• **SET PROBLEM**
How many lines in the entries below contain the word "white"? Case counts. Reply with the number only.

• **DATA LISTING**
◆ ◆ ◆
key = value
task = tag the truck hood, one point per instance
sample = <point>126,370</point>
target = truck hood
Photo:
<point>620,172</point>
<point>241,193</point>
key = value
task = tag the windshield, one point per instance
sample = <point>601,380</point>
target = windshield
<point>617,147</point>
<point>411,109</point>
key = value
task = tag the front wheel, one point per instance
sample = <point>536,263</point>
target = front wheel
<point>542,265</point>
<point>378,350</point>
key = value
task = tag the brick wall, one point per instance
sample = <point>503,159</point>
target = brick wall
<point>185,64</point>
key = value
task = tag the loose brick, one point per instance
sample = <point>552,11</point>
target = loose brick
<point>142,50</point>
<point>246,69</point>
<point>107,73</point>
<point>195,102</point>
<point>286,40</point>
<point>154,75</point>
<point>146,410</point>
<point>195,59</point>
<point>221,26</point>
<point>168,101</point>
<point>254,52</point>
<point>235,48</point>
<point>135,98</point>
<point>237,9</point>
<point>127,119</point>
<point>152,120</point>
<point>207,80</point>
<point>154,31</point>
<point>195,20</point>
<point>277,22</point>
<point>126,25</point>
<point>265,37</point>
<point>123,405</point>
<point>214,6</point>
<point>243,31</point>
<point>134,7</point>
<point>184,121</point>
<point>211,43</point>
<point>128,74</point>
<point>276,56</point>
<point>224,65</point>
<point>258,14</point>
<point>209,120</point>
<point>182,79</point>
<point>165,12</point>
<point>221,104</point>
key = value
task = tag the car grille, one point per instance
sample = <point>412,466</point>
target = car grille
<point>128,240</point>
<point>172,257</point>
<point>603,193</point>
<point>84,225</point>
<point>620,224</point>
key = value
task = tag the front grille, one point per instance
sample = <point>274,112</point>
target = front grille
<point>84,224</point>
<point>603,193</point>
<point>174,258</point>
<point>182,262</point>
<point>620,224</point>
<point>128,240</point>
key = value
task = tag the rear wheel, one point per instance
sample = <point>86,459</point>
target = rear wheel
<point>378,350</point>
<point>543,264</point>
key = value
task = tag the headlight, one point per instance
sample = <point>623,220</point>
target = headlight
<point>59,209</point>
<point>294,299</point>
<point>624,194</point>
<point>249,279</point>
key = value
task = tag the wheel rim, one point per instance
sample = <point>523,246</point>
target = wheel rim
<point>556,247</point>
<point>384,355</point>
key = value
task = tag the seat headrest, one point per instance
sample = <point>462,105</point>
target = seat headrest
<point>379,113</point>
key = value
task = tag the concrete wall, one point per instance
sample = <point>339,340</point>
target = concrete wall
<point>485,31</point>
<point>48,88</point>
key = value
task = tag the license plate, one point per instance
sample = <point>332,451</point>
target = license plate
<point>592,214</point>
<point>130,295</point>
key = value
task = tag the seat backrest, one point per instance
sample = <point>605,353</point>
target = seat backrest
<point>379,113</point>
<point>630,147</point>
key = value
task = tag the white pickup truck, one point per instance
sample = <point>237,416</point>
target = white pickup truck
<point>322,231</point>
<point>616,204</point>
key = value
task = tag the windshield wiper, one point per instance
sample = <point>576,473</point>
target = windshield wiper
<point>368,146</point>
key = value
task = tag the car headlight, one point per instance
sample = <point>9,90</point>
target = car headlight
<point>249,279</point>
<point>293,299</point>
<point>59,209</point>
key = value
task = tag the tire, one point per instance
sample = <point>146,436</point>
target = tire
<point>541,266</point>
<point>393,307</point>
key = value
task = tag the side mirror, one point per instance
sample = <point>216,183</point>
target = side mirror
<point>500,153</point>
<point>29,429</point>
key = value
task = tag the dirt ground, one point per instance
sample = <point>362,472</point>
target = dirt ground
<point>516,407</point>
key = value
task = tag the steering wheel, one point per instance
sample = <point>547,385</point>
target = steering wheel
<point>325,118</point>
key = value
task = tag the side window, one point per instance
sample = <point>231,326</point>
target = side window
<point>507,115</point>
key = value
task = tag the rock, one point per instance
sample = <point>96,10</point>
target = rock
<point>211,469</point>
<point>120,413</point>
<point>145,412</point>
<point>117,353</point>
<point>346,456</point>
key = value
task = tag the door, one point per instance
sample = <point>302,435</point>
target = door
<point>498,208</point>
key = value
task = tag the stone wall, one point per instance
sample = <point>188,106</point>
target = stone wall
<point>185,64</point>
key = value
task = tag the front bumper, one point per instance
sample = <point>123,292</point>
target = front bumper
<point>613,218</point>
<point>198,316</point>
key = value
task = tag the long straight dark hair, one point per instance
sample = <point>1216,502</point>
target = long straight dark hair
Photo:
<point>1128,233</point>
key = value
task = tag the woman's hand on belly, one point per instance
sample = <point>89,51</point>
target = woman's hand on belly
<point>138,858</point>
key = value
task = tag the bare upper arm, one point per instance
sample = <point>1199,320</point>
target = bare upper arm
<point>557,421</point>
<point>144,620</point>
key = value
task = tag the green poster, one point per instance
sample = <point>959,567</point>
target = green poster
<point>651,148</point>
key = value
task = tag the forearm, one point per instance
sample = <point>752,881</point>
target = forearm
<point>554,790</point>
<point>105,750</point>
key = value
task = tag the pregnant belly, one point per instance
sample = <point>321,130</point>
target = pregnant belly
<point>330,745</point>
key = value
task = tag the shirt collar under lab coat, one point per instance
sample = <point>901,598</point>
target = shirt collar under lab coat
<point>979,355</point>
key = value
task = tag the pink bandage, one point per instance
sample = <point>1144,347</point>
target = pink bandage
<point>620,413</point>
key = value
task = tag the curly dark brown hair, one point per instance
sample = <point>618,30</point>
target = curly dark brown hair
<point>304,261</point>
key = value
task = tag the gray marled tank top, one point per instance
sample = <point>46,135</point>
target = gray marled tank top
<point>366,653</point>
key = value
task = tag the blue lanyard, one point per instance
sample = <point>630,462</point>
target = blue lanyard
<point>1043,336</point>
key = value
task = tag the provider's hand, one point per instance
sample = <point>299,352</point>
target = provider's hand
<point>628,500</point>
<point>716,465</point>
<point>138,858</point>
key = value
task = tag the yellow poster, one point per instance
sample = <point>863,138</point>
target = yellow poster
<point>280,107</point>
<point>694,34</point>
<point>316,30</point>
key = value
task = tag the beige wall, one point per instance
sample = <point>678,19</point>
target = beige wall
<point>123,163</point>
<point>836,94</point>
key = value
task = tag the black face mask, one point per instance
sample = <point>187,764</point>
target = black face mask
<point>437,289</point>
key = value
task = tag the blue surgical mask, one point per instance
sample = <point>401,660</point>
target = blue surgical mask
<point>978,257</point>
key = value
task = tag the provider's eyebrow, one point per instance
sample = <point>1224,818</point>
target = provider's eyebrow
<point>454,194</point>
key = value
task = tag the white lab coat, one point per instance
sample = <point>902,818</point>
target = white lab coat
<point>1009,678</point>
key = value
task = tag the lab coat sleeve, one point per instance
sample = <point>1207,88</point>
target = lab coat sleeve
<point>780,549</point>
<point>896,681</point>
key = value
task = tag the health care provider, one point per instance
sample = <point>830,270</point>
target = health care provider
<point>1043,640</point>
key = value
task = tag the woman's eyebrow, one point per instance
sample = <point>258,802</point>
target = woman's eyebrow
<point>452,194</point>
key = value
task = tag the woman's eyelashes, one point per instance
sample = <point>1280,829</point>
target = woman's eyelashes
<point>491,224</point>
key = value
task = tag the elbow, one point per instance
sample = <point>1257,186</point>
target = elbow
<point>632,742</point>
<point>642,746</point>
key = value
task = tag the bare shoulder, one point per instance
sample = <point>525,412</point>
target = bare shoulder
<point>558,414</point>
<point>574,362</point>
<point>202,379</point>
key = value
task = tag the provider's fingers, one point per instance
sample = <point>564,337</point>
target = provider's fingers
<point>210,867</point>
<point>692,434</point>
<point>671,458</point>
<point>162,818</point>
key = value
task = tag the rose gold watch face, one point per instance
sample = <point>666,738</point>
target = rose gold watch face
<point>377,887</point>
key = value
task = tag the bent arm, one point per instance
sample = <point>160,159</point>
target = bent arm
◆ ◆ ◆
• **ANSWER BELOW**
4